The problem — In the data below, restate exactly the lines from the one with "Where can you find the boarded" to the final line, both included, but not the pictures.
[Start of Data to process]
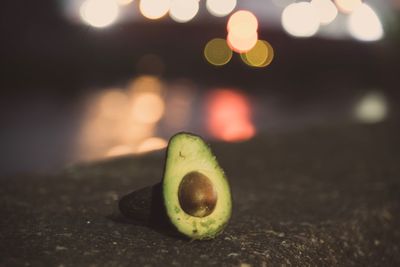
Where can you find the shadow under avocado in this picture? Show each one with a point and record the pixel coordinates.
(145, 207)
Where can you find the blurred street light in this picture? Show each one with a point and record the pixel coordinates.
(365, 25)
(99, 13)
(300, 19)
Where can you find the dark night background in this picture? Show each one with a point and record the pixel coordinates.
(50, 64)
(310, 143)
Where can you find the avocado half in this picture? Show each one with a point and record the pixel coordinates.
(195, 191)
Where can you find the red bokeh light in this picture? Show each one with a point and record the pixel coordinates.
(229, 115)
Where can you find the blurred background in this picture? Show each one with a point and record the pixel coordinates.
(85, 80)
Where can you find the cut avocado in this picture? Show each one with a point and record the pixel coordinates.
(193, 197)
(195, 190)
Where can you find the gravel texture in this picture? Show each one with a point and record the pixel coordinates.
(316, 197)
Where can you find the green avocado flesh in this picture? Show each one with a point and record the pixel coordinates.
(196, 192)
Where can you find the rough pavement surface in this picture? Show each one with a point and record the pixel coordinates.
(318, 197)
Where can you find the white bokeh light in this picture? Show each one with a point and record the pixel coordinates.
(99, 13)
(220, 8)
(300, 19)
(154, 9)
(183, 10)
(348, 6)
(371, 108)
(365, 25)
(326, 9)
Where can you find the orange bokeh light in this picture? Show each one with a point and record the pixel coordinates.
(229, 116)
(241, 44)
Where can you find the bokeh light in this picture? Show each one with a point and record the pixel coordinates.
(99, 13)
(151, 144)
(150, 64)
(243, 24)
(183, 10)
(124, 2)
(154, 9)
(261, 55)
(371, 108)
(179, 105)
(365, 25)
(147, 107)
(217, 52)
(300, 19)
(348, 6)
(119, 150)
(220, 8)
(241, 45)
(229, 115)
(326, 9)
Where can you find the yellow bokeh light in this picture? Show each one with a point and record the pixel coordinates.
(146, 83)
(147, 107)
(241, 45)
(242, 24)
(326, 9)
(99, 13)
(151, 144)
(365, 25)
(217, 52)
(154, 9)
(371, 108)
(220, 8)
(183, 10)
(119, 150)
(347, 6)
(261, 55)
(300, 19)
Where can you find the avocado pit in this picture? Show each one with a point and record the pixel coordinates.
(197, 195)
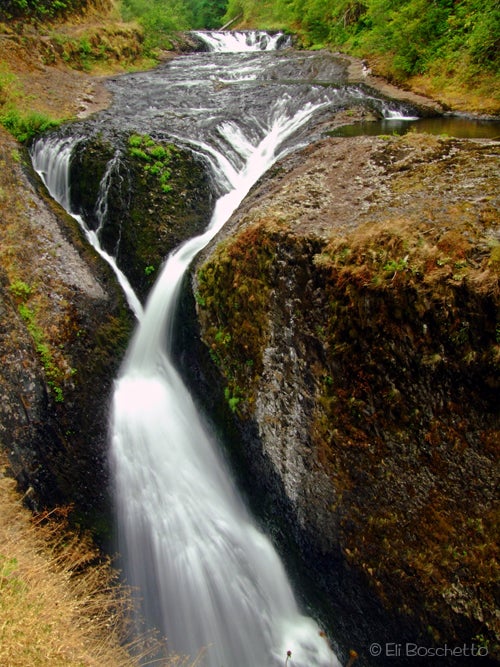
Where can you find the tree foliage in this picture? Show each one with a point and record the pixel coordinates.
(413, 32)
(39, 9)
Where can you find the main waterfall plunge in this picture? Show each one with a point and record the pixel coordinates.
(206, 574)
(189, 543)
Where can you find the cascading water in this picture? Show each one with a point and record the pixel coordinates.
(206, 572)
(50, 159)
(208, 577)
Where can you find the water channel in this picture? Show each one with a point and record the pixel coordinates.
(208, 577)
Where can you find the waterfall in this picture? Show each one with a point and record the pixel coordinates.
(208, 576)
(240, 41)
(51, 160)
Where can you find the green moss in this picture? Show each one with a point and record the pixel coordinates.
(233, 296)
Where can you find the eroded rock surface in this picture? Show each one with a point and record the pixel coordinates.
(351, 309)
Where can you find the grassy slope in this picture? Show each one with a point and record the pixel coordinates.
(54, 609)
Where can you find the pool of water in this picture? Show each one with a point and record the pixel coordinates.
(462, 128)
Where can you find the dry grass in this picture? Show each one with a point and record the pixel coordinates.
(60, 605)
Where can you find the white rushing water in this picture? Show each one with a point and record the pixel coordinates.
(240, 41)
(207, 575)
(50, 159)
(204, 568)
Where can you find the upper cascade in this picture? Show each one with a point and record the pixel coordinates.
(239, 41)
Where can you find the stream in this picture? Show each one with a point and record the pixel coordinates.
(207, 575)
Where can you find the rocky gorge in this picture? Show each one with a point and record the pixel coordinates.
(352, 311)
(349, 324)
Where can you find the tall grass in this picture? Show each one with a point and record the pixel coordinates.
(60, 602)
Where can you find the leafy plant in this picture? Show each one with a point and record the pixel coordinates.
(25, 126)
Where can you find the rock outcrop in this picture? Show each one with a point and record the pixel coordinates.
(351, 310)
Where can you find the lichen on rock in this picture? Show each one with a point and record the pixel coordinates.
(373, 335)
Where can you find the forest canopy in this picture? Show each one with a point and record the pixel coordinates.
(447, 39)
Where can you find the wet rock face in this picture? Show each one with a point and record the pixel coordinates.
(63, 331)
(156, 195)
(357, 340)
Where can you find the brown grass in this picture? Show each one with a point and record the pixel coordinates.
(60, 603)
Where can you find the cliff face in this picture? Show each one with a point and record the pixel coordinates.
(64, 329)
(352, 311)
(64, 322)
(157, 196)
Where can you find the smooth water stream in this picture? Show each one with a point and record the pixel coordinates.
(208, 576)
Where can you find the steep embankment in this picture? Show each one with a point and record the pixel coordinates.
(352, 311)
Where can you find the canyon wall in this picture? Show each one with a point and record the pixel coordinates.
(351, 311)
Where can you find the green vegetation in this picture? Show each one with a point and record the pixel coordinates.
(40, 9)
(449, 49)
(22, 292)
(160, 19)
(155, 159)
(24, 125)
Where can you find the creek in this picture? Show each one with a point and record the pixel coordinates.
(207, 575)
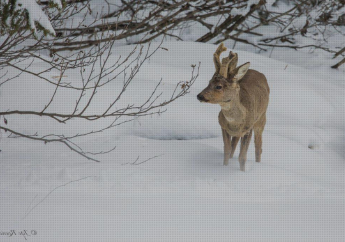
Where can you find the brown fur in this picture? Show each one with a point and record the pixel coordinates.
(243, 97)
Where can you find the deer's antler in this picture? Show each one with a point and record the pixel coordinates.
(216, 56)
(233, 61)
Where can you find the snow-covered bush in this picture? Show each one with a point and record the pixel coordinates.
(27, 14)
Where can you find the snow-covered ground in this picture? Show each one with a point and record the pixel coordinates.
(181, 191)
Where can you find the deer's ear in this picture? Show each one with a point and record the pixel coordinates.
(240, 71)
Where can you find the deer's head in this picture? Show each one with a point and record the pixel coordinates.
(224, 85)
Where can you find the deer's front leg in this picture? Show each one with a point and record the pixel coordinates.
(245, 140)
(227, 146)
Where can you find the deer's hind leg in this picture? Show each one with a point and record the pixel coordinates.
(227, 147)
(245, 140)
(258, 129)
(234, 142)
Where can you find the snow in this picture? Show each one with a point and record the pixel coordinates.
(183, 192)
(36, 14)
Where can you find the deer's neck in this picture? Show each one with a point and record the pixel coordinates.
(234, 111)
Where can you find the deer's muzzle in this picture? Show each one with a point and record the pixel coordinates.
(201, 98)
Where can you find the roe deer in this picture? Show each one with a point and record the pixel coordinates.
(243, 95)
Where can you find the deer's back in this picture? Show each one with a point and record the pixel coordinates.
(254, 94)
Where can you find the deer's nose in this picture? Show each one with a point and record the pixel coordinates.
(200, 97)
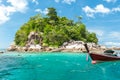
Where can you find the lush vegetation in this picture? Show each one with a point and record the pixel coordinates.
(54, 30)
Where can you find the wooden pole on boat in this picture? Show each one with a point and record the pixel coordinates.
(86, 47)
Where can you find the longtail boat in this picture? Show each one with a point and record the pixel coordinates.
(101, 57)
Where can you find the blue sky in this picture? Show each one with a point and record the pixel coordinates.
(99, 16)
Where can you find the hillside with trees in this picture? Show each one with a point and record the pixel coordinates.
(53, 30)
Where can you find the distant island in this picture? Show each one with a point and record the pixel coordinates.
(53, 33)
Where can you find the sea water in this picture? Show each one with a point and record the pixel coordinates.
(55, 66)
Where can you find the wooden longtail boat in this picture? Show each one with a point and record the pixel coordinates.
(100, 57)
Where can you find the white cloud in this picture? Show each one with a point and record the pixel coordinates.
(45, 11)
(19, 5)
(99, 9)
(98, 32)
(117, 9)
(35, 1)
(66, 1)
(13, 6)
(90, 12)
(115, 35)
(110, 1)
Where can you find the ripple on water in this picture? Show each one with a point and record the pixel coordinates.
(55, 67)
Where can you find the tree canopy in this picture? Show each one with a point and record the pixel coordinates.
(55, 30)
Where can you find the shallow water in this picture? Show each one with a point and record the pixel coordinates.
(55, 66)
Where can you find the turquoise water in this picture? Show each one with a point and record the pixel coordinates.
(55, 66)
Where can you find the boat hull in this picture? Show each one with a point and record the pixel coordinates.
(102, 57)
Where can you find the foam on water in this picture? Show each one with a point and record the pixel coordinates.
(55, 66)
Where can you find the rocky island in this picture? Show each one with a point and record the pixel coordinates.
(54, 33)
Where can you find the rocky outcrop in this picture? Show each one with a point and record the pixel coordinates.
(71, 46)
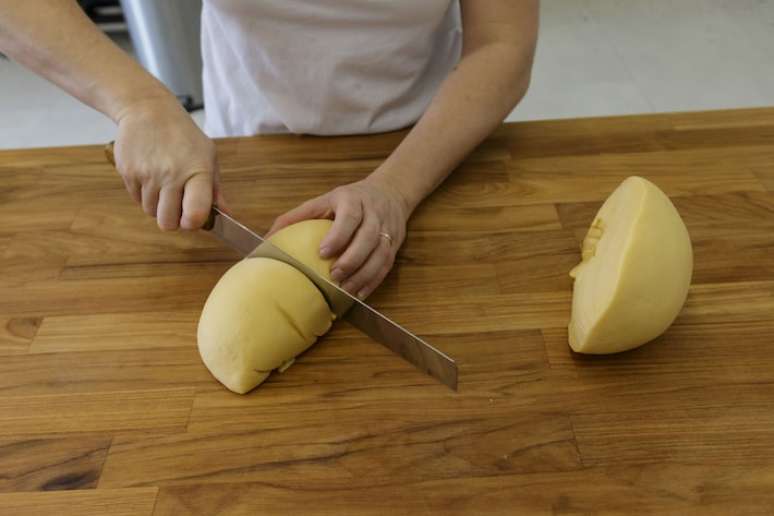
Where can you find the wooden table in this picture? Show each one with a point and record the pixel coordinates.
(105, 407)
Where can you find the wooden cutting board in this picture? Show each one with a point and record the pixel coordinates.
(105, 407)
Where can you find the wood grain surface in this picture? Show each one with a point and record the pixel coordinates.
(106, 408)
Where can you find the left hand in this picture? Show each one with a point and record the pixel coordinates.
(369, 226)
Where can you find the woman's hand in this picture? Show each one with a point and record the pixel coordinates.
(168, 165)
(369, 226)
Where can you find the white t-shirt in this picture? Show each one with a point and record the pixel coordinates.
(324, 66)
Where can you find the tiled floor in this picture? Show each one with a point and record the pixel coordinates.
(595, 57)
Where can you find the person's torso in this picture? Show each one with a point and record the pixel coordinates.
(324, 66)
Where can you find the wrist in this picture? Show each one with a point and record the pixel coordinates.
(399, 187)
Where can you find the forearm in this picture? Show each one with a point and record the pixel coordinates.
(56, 40)
(489, 81)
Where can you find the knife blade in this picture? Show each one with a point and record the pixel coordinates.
(373, 323)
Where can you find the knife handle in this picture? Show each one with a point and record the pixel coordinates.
(111, 157)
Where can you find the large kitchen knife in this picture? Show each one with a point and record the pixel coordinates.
(422, 355)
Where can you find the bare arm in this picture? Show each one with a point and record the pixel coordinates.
(167, 164)
(56, 40)
(499, 38)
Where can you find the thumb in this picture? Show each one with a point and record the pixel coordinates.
(197, 201)
(317, 208)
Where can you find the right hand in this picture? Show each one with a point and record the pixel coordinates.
(168, 164)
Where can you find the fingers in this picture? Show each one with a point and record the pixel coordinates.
(373, 272)
(169, 208)
(150, 198)
(134, 188)
(317, 208)
(349, 215)
(197, 201)
(365, 241)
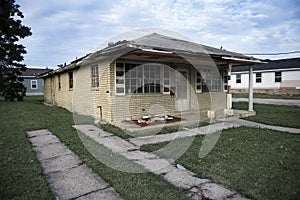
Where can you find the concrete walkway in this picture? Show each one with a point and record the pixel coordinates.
(287, 102)
(213, 128)
(66, 175)
(194, 186)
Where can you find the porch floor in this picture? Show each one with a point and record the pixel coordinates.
(189, 120)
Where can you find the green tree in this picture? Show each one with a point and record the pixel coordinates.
(11, 51)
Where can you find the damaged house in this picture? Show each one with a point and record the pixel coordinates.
(154, 74)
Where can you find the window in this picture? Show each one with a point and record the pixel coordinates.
(137, 78)
(238, 78)
(199, 82)
(258, 77)
(226, 78)
(59, 82)
(120, 78)
(94, 76)
(33, 84)
(167, 80)
(70, 80)
(208, 80)
(277, 77)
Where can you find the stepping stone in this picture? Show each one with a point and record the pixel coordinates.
(42, 140)
(107, 194)
(38, 133)
(183, 179)
(74, 182)
(92, 131)
(51, 151)
(60, 163)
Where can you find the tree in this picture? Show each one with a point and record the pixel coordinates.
(11, 52)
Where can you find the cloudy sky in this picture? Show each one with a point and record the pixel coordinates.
(66, 29)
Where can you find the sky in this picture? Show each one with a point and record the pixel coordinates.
(64, 30)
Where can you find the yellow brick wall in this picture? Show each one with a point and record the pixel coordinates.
(85, 100)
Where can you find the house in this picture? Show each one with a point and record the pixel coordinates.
(275, 77)
(34, 85)
(154, 74)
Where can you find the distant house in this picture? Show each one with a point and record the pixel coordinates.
(276, 77)
(34, 84)
(154, 74)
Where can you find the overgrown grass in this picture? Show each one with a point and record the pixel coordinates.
(258, 163)
(267, 96)
(21, 175)
(288, 116)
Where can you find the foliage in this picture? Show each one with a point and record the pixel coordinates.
(276, 115)
(21, 174)
(258, 163)
(11, 31)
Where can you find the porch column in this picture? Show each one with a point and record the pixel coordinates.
(250, 89)
(229, 95)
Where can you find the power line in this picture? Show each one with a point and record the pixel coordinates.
(271, 54)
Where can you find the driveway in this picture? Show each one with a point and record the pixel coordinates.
(288, 102)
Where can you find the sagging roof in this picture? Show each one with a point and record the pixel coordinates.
(273, 65)
(34, 72)
(159, 44)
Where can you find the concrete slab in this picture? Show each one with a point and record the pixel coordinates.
(92, 131)
(74, 182)
(116, 144)
(107, 194)
(183, 179)
(215, 191)
(138, 155)
(51, 151)
(38, 133)
(156, 166)
(60, 163)
(43, 140)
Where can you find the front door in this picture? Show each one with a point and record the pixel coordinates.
(182, 91)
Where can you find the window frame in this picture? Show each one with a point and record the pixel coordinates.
(238, 78)
(71, 80)
(278, 77)
(95, 76)
(258, 79)
(31, 84)
(59, 82)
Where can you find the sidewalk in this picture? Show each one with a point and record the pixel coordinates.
(194, 186)
(66, 175)
(287, 102)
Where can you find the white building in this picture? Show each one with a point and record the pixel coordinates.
(277, 76)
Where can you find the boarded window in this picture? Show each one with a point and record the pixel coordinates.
(238, 78)
(258, 77)
(34, 84)
(59, 82)
(94, 76)
(70, 80)
(278, 77)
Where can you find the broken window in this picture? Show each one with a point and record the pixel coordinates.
(94, 76)
(258, 77)
(70, 80)
(238, 78)
(277, 77)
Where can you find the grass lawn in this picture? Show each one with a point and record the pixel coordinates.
(267, 96)
(21, 175)
(288, 116)
(258, 163)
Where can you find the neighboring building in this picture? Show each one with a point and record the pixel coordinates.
(154, 74)
(275, 77)
(34, 84)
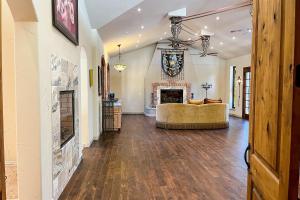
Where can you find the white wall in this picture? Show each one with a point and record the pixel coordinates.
(129, 84)
(28, 111)
(9, 84)
(240, 63)
(134, 85)
(35, 42)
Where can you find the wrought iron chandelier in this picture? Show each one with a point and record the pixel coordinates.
(120, 67)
[End of Data to process]
Completed exercise —
Where can you find the boarded window in this picture? Show each one with a point and record the pixel coordinates.
(238, 78)
(258, 77)
(34, 84)
(59, 82)
(94, 76)
(70, 80)
(278, 77)
Where can you find the broken window in this picture? Show each one with a point and record the pixel coordinates.
(94, 76)
(258, 77)
(70, 80)
(238, 78)
(277, 77)
Where can you find the grass lawn in this picture? Show each one with a point and record the pixel coordinates.
(267, 96)
(21, 175)
(288, 116)
(258, 163)
Where can you find the neighboring building in this picture? Show each one with a point and record the pixel coordinates.
(154, 74)
(275, 77)
(34, 84)
Where can you find the white wall in this picture? Show each one with a point and record the pixel coordinates.
(129, 84)
(28, 111)
(9, 84)
(240, 63)
(134, 85)
(35, 42)
Where can you find the wrought iron chandelier in this picture? Show each one with a point and record the pixel coordinates.
(120, 67)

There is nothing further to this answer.